=== EXTRACT TO READ ===
►

The browser standards required for accessing Web COBRADesk are Netscape Navigator 6.0 or greater and Microsoft Internet Explorer 5.5 or greater. Browser upgrades are available free of charge through the respective Netscape and Microsoft Web Sites. An application designed for the Web must be supported by the current browsers to ensure maximum performance, reliability, flexibility, privacy, and security. Web COBRADesk's layout, screens, dialog boxes, scroll bars, list boxes, grids, and links conform to the latest browser versions.


Department staff members are dedicated to assisting filers when they access and navigate Web COBRADesk. The Department will sponsor training sessions at the NASD's training facilities in Rockville, Maryland, and thirdparty training facilities in New York City. Training in New York will be held June 24-26, and training in Rockville, Maryland, will be held July 9-11. A nominal fee of $75 will be charged to offset the cost of the facilities. For more information about the training session, including an online registration form, visit the Web COBRADesk Web Page at

The Department will also provide assistance to members and their counsel who have questions and are unfamiliar with the system. If you are interested in participating in one of the training sessions, please let us know by sending an e-mail to [email protected] by May 29, 2002. Preferences regarding dates and times for the training sessions will be assigned in the order that the e-mail requests are received by the Department.

◄

=== STORED ROWS ===
►

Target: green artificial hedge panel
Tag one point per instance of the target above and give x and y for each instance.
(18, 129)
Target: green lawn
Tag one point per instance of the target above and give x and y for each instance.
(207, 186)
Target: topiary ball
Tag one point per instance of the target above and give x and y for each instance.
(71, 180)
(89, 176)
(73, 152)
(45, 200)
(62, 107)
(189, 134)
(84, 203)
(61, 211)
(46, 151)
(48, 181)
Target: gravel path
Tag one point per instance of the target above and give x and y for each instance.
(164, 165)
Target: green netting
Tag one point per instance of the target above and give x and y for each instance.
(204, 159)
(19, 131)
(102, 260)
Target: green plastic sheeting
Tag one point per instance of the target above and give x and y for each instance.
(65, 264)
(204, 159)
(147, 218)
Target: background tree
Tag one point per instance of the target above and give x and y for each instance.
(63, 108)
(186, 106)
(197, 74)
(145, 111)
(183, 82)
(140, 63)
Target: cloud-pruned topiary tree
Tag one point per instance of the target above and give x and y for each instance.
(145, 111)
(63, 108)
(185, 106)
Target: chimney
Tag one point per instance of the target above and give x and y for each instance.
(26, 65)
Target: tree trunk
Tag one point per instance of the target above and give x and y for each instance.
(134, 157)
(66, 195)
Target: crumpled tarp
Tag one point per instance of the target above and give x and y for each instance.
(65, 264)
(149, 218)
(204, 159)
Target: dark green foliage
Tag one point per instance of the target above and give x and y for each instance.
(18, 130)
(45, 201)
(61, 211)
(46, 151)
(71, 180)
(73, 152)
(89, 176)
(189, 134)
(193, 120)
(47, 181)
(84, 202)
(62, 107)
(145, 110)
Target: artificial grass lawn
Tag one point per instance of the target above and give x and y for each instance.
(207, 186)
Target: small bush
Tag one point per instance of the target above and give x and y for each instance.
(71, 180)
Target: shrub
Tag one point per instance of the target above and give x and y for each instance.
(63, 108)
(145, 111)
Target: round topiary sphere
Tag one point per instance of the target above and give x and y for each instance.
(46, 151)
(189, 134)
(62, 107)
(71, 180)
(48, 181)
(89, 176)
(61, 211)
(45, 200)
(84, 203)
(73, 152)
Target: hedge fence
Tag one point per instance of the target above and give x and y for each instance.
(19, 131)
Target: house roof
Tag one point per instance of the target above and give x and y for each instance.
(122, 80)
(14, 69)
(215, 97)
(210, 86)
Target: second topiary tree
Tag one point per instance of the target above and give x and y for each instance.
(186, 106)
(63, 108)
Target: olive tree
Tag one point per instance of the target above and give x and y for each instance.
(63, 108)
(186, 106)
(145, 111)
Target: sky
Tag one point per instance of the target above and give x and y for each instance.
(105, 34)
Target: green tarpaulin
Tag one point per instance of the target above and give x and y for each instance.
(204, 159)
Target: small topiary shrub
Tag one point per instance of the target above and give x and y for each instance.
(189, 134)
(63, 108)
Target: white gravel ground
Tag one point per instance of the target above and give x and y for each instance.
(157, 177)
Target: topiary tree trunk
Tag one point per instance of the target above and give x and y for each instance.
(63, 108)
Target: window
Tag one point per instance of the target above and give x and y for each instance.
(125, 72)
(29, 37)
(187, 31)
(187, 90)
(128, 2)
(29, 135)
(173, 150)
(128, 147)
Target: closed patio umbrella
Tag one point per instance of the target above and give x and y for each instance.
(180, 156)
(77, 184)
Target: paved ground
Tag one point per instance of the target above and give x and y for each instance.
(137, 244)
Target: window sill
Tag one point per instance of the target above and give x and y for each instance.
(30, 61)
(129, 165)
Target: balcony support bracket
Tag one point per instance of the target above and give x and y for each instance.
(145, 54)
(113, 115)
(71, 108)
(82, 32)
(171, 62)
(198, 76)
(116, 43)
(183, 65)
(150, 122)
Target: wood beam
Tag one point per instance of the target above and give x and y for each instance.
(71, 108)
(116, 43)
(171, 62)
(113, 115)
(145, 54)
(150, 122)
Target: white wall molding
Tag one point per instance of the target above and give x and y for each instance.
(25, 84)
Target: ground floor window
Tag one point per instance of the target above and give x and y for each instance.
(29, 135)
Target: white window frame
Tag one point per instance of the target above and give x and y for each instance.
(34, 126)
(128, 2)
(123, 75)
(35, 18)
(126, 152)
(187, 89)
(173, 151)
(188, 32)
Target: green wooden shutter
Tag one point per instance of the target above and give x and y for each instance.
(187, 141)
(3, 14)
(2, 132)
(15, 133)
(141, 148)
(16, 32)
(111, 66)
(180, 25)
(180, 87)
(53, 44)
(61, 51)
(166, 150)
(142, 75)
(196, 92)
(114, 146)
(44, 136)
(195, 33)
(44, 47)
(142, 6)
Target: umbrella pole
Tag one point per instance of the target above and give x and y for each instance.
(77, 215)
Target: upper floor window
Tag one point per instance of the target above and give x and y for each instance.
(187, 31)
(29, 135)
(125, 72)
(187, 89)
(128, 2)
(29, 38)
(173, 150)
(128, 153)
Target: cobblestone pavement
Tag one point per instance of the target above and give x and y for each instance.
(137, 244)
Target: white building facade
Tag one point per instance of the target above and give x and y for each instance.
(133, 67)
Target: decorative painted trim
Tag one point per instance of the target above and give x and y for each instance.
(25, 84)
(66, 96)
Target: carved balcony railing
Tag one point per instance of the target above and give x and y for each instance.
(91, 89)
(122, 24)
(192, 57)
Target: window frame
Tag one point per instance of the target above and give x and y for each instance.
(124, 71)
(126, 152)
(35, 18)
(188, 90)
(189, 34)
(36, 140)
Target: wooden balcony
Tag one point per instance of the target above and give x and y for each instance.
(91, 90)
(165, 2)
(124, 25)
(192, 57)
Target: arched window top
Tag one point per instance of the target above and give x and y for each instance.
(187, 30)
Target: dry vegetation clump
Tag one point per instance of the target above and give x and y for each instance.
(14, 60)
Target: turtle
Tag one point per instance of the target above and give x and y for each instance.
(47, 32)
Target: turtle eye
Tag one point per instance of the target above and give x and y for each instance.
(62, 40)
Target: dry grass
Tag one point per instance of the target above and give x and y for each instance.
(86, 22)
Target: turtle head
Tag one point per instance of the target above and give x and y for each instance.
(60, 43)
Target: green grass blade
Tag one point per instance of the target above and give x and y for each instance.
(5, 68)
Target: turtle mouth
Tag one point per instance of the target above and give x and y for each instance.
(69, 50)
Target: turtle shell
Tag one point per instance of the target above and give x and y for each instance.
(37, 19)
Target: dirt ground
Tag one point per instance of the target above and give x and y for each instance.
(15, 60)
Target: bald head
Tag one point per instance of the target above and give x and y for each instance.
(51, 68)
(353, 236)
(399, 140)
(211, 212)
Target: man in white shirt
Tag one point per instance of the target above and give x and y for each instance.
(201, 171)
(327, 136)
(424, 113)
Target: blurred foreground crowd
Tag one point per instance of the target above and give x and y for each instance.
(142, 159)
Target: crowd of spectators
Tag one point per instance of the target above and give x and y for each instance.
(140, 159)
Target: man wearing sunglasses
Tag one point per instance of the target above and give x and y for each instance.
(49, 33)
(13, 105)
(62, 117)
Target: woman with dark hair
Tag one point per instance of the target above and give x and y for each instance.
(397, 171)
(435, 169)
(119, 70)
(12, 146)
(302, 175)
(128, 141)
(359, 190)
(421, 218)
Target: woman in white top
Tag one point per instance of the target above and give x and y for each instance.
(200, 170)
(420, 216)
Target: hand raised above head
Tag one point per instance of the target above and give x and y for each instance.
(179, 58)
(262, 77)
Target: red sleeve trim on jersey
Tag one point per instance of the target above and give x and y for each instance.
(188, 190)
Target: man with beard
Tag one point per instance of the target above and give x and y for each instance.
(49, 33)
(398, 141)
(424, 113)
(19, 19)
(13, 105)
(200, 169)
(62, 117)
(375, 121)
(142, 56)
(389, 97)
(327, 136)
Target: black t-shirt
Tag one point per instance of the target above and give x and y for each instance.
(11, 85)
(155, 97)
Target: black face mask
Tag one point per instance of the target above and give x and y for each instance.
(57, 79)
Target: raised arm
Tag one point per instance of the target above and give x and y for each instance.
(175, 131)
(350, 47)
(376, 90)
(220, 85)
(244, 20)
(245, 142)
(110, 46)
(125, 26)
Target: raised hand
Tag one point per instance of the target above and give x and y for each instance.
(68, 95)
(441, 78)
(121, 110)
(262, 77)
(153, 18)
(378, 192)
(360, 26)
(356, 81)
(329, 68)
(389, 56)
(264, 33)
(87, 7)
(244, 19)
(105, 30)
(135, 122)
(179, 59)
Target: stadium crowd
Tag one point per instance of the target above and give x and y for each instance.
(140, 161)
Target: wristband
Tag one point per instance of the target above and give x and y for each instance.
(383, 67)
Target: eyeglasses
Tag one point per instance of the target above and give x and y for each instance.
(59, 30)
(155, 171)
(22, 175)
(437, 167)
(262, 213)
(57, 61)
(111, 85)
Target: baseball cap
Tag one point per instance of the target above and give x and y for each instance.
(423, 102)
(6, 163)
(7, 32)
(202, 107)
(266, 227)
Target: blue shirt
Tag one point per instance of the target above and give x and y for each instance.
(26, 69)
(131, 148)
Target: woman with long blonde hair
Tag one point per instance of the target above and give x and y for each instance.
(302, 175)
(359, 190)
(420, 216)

◄

=== INSTRUCTION A ===
According to the Web COBRADesk notice, what fee will be charged for the training sessions?
=== INSTRUCTION B ===
Recast the records, from the line containing "Target: baseball cap" through the end of the records inclusive, as a Markdown table with the columns Row and Line, leaving out blank lines.

=== WORKED SOLUTION A ===
A nominal fee of $75 will be charged.

=== WORKED SOLUTION B ===
| Row | Line |
|---|---|
| 1 | Target: baseball cap |
| 2 | Tag one point per instance of the target above and give x and y for each instance. |
| 3 | (423, 102) |
| 4 | (6, 163) |
| 5 | (7, 32) |
| 6 | (202, 107) |
| 7 | (266, 227) |
| 8 | Target: blue shirt |
| 9 | Tag one point per instance of the target above and give x and y for each instance. |
| 10 | (26, 69) |
| 11 | (131, 148) |
| 12 | Target: woman with long blonde hair |
| 13 | Tag one point per instance of the target above and give x and y for each instance. |
| 14 | (302, 175) |
| 15 | (359, 190) |
| 16 | (420, 216) |